=== YOUR GOAL ===
Look through the material below and return every line that contains "orange".

=== INPUT RECORDS ===
§

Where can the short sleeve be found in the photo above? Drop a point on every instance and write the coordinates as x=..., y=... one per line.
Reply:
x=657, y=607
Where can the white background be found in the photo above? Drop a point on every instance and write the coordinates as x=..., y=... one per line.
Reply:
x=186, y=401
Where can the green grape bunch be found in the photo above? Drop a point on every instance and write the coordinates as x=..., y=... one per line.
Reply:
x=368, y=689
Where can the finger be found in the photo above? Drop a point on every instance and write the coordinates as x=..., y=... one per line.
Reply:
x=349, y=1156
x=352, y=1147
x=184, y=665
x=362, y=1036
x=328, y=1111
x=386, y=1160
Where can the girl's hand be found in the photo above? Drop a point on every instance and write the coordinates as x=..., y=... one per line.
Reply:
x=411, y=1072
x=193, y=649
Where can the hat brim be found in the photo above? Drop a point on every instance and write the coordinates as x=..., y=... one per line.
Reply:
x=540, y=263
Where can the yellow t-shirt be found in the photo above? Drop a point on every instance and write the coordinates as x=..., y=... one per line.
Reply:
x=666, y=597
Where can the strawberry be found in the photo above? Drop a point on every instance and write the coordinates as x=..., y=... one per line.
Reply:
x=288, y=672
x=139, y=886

§

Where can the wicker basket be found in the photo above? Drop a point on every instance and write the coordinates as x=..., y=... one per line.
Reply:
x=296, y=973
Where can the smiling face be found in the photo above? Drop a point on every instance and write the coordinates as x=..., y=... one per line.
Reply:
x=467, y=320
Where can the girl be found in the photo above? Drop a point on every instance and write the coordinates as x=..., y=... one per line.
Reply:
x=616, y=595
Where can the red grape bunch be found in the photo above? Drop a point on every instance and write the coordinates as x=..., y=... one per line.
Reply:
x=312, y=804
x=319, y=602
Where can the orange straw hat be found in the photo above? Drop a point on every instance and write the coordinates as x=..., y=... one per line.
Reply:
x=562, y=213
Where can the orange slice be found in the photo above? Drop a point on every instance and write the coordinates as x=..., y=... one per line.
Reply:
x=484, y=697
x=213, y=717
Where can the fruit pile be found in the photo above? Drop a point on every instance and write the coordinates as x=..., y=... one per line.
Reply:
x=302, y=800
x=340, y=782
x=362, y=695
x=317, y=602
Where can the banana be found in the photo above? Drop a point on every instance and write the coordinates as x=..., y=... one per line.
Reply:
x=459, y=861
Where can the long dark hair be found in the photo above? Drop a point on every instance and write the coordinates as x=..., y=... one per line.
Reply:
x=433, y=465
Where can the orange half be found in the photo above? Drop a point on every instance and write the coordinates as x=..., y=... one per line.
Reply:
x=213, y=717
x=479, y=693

§

=== ANSWER SECTION ===
Where can the orange straw hat be found in the photo above? Drop a point on every instance and write the coordinates as x=..., y=... one per line.
Where can the orange slice be found in the photo above? Drop a point on every instance and write the coordinates as x=..., y=... one per line.
Where can the orange half be found in the photo above? Drop a point on every instance and write the coordinates as x=..., y=... one per line.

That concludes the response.